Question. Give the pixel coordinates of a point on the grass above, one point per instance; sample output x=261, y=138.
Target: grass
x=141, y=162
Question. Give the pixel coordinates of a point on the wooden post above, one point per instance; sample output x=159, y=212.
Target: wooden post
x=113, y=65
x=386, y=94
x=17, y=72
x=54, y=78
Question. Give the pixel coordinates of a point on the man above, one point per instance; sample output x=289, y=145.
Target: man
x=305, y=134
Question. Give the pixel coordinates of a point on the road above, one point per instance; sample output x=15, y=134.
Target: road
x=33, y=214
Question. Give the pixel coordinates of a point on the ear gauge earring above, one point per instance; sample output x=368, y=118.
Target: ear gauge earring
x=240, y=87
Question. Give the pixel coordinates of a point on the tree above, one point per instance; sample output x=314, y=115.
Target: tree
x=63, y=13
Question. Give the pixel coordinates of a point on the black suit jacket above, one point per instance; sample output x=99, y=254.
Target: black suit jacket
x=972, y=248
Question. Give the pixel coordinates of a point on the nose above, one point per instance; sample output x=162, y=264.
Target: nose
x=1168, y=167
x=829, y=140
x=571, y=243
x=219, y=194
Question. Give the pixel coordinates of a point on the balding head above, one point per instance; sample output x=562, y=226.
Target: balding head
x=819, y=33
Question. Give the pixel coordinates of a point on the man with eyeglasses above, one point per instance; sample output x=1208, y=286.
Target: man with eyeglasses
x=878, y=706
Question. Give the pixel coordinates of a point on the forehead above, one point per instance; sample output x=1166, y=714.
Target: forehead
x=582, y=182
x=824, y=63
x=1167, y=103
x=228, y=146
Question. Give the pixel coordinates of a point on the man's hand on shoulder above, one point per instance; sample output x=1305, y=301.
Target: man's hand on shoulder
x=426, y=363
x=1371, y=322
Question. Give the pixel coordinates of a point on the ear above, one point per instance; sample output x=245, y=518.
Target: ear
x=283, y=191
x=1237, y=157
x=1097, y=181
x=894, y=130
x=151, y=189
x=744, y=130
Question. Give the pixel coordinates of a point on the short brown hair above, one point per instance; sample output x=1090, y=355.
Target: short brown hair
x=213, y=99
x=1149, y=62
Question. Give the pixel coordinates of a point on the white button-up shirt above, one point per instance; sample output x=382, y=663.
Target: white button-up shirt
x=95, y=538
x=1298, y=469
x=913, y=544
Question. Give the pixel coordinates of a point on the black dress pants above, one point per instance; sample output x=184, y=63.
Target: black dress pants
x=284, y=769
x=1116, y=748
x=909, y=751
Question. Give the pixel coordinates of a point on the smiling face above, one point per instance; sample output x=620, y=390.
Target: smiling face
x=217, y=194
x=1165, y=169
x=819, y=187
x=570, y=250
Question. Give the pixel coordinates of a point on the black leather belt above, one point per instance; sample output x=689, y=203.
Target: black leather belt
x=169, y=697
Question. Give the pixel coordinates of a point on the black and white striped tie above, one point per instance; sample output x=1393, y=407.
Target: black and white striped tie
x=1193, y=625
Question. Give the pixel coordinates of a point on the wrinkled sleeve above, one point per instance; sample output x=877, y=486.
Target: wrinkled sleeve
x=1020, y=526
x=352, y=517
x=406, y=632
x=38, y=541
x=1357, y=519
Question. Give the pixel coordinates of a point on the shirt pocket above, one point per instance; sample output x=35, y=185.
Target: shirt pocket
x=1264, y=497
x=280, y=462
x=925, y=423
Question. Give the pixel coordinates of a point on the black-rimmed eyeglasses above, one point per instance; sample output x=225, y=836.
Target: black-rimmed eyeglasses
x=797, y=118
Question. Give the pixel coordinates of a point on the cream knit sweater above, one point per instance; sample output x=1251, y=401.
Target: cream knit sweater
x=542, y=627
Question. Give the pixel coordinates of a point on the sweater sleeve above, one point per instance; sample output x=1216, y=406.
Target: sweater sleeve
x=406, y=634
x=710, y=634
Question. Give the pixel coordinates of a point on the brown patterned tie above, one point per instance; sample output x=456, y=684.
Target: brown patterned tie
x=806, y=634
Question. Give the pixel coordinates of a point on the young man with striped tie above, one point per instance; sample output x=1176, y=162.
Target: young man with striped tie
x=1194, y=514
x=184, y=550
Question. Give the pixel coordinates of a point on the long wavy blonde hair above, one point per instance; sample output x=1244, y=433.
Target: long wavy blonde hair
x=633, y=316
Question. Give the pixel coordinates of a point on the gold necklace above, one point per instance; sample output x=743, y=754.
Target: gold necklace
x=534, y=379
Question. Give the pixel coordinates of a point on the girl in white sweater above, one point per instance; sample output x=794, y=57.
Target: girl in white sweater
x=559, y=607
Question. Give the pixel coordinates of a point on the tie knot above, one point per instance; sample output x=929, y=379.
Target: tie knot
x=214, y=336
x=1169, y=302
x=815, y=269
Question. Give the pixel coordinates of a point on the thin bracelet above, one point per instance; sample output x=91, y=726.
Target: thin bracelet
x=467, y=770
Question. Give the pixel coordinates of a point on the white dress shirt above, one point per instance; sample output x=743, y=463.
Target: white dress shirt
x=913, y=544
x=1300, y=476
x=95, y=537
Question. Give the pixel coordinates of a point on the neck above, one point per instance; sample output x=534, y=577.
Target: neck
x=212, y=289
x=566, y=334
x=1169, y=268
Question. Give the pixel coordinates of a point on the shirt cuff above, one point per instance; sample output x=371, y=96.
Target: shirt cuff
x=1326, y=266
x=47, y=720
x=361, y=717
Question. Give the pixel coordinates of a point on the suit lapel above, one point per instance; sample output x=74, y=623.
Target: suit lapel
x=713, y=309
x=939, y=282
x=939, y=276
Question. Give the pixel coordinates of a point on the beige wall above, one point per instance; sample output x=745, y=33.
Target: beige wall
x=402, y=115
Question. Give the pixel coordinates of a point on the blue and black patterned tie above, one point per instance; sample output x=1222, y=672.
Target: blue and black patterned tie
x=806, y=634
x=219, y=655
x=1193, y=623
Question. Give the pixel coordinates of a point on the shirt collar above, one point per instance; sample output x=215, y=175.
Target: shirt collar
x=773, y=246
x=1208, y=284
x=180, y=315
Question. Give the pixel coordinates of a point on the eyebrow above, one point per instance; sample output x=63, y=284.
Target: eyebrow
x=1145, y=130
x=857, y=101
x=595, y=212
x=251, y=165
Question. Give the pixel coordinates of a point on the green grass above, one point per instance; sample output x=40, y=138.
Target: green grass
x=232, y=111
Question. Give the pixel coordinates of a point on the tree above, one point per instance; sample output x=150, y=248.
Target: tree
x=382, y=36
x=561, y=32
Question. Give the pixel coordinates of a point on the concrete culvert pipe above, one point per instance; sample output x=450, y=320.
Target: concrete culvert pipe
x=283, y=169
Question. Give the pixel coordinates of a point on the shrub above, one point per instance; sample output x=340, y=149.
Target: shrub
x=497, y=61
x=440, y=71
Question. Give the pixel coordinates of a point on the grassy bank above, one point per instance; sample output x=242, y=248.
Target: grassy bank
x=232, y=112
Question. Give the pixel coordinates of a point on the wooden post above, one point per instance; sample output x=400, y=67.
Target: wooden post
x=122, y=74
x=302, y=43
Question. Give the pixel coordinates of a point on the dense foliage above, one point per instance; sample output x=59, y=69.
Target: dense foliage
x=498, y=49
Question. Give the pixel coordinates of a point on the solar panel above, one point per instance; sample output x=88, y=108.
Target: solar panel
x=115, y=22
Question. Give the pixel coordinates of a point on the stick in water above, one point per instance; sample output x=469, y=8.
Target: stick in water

▸ **Stated task**: Switch each occurrence of "pixel coordinates" in all of the material to "image coordinates", and reproduce the material with nothing else altered.

▸ **Reply**:
Question. Give the image coordinates of a point on the grass above, one point per instance; sample output x=261, y=138.
Target: grass
x=141, y=162
Question. Give the image coordinates of a point on the wooden post above, one point per instance; sample output x=159, y=212.
Target: wooden post
x=113, y=65
x=386, y=94
x=17, y=72
x=54, y=78
Question. Give the image coordinates of a point on the man above, one point per instance; sample output x=289, y=145.
Target: man
x=305, y=134
Question. Give the image coordinates of a point on the road above, one point per instance; sample output x=15, y=134.
Target: road
x=33, y=214
Question. Give the image coordinates of a point on the ear gauge earring above, one point per instance; sample output x=368, y=118.
Target: ear gauge earring
x=240, y=87
Question. Give the image coordinates of a point on the tree above, one point per instance; sample output x=314, y=115.
Target: tree
x=63, y=13
Question. Give the image coordinates of a point on the black suit jacket above, one point per instance; sample output x=99, y=254.
Target: black suit jacket
x=972, y=248
Question. Give the image coordinates of a point on the nose above, one point per instance; sample output x=162, y=264.
Target: nose
x=1168, y=167
x=829, y=140
x=571, y=243
x=219, y=194
Question. Give the image coordinates of a point on the balding head above, one point per instance; sample output x=562, y=226.
Target: balding head
x=819, y=33
Question. Give the image coordinates of a point on the man with eyeglasses above, one point per instance; sample output x=1208, y=286.
Target: man with eyeglasses
x=878, y=706
Question. Give the image coordinates of a point on the forehead above, one point per instance; sample output x=1166, y=714.
Target: forehead
x=582, y=182
x=824, y=63
x=1167, y=103
x=228, y=146
Question. Give the image coordinates of a point on the man's hand on shoulder above, one point per instance; sample output x=1305, y=301.
Target: man's hand on shoulder
x=426, y=363
x=1371, y=322
Question. Give the image coordinates of a point on the ear above, one point per instance; sample output x=245, y=518.
Target: ear
x=283, y=191
x=1237, y=157
x=1097, y=181
x=894, y=130
x=151, y=189
x=744, y=130
Question. Give the image coordinates of a point on the short brown hair above, one point per instance; sample output x=1090, y=355.
Target: short brown hair
x=213, y=99
x=1149, y=62
Question. Give the image coordinates of a point on the white button-up shirt above, one point per instance; sample output x=382, y=663.
Target: white button-up shirt
x=95, y=538
x=1298, y=469
x=913, y=544
Question. Give the image coordinates of a point on the black dress pants above, one point per instance; sample output x=184, y=63.
Target: black dress pants
x=284, y=769
x=1116, y=748
x=909, y=751
Question. Give the image coordinates of a point on the smiling face above, one point per instance; sample output x=620, y=390.
Target: smiling face
x=217, y=194
x=1165, y=169
x=819, y=187
x=570, y=250
Question. Give the image coordinates of a point on the black leather belt above, one point per instance; sample output x=689, y=203.
Target: black leather belt
x=169, y=697
Question. Give the image coordinates of a point on the black and white striped tie above, one point per instance; sample output x=1393, y=407.
Target: black and white striped tie
x=1193, y=625
Question. Give the image coordinates of a point on the wrinkled sleeve above, one point per instance; sample output x=877, y=486.
Target: wrinkled sleeve
x=1020, y=526
x=352, y=517
x=406, y=632
x=38, y=541
x=1357, y=519
Question. Give the image coordinates of a point on the shirt pocket above, one point per instance; sample output x=35, y=185.
Target: shirt pocket
x=1264, y=497
x=280, y=462
x=925, y=423
Question. Give the image coordinates of a point on the black-rimmed eyeglasses above, one point per instance; sample output x=225, y=836.
Target: black-rimmed eyeglasses
x=797, y=118
Question. Give the image coordinates of a point on the cream knit sweater above, one point per instance; sample output x=1251, y=401.
Target: cream knit sweater
x=542, y=627
Question. Give the image coordinates of a point on the sweater sleeve above, one point per instance; sample output x=1216, y=406.
Target: sweater sleeve
x=406, y=634
x=710, y=634
Question. Give the image coordinates of a point on the brown patterned tie above, one point per instance; sample output x=456, y=684.
Target: brown patterned tie
x=806, y=634
Question. Give the image coordinates of a point on the young man with striped tie above, one point per instance; sample output x=1176, y=162.
Target: young man with striped tie
x=1194, y=514
x=184, y=550
Question. Give the image coordinates of a point on the long wavy blonde hair above, one point per instance; sample output x=1244, y=433.
Target: long wavy blonde hair
x=633, y=316
Question. Give the image coordinates of a point on the gold necklace above, one point per instance; sample output x=743, y=754.
Target: gold necklace
x=534, y=379
Question. Give the image coordinates of a point on the girl in white sweater above, one point per instance; sample output x=794, y=57.
Target: girl in white sweater
x=559, y=607
Question. Give the image coordinates of a point on the tie knot above, one point per instance; sample output x=929, y=379.
Target: tie knot
x=214, y=336
x=1169, y=302
x=815, y=269
Question. Give the image coordinates of a point on the thin bracelet above, one point per instance; sample output x=91, y=726.
Target: thin bracelet
x=467, y=770
Question. Give the image coordinates of a point on the white dress shirt above, one point per instance; sample output x=743, y=463.
Target: white dress shirt
x=913, y=544
x=1300, y=476
x=95, y=537
Question. Give the image coordinates of a point on the neck above, one point per instance; sample output x=534, y=577.
Target: neck
x=212, y=289
x=566, y=334
x=1169, y=268
Question. Give the image coordinates of a point on the shirt cuff above, one point per instance; sample output x=371, y=96.
Target: shirt cuff
x=1326, y=266
x=47, y=720
x=361, y=717
Question. Give the image coordinates of a point on the suit lapel above, one point per instance; sample output x=74, y=623.
Target: suit lapel
x=713, y=309
x=939, y=282
x=939, y=276
Question. Give the image coordinates of a point on the beige wall above, one point per instance; sample output x=745, y=33.
Target: beige wall
x=402, y=115
Question. Give the image coordinates of a point on the blue and black patterned tie above, one point per instance; sample output x=1222, y=672.
Target: blue and black patterned tie
x=806, y=634
x=219, y=655
x=1193, y=623
Question. Give the image coordinates of a point on the shirt collar above, one point per instance; sample output x=215, y=175.
Target: shirt collar
x=773, y=246
x=1208, y=284
x=180, y=315
Question. Give the image coordinates of a point on the eyebrow above, one point per instance; sample output x=63, y=284.
Target: eyebrow
x=1145, y=130
x=857, y=101
x=595, y=212
x=251, y=165
Question. Give the image coordinates of a point on the green grass above, one point per instance; sample output x=40, y=138.
Target: green grass
x=232, y=111
Question. Give the image coordinates of a point on the tree above, one point per instance; sample output x=150, y=248.
Target: tree
x=382, y=36
x=561, y=32
Question. Give the image coordinates of a point on the concrete culvert pipe above, one point per instance; sample output x=450, y=320.
Target: concrete culvert pipe
x=283, y=169
Question. Give the image coordinates of a point on the shrub above, one point per instance; sample output x=340, y=149.
Target: shrub
x=497, y=61
x=440, y=71
Question. Give the image coordinates of a point on the grassy bank above, one point per instance; sample output x=242, y=248.
Target: grassy bank
x=232, y=112
Question. Give the image coordinates of a point on the wooden post above, one point per instance; sample output x=400, y=67.
Target: wooden post
x=122, y=74
x=302, y=43
Question. Give the image coordinates of a point on the dense foliage above, one point per instance; sample output x=59, y=69.
Target: dense foliage
x=498, y=49
Question. Give the image coordinates of a point on the solar panel above, one point per instance; sample output x=88, y=108.
Target: solar panel
x=115, y=22
Question. Give the image coordinates of a point on the stick in water above, one point per instance; sample output x=469, y=8.
Target: stick in water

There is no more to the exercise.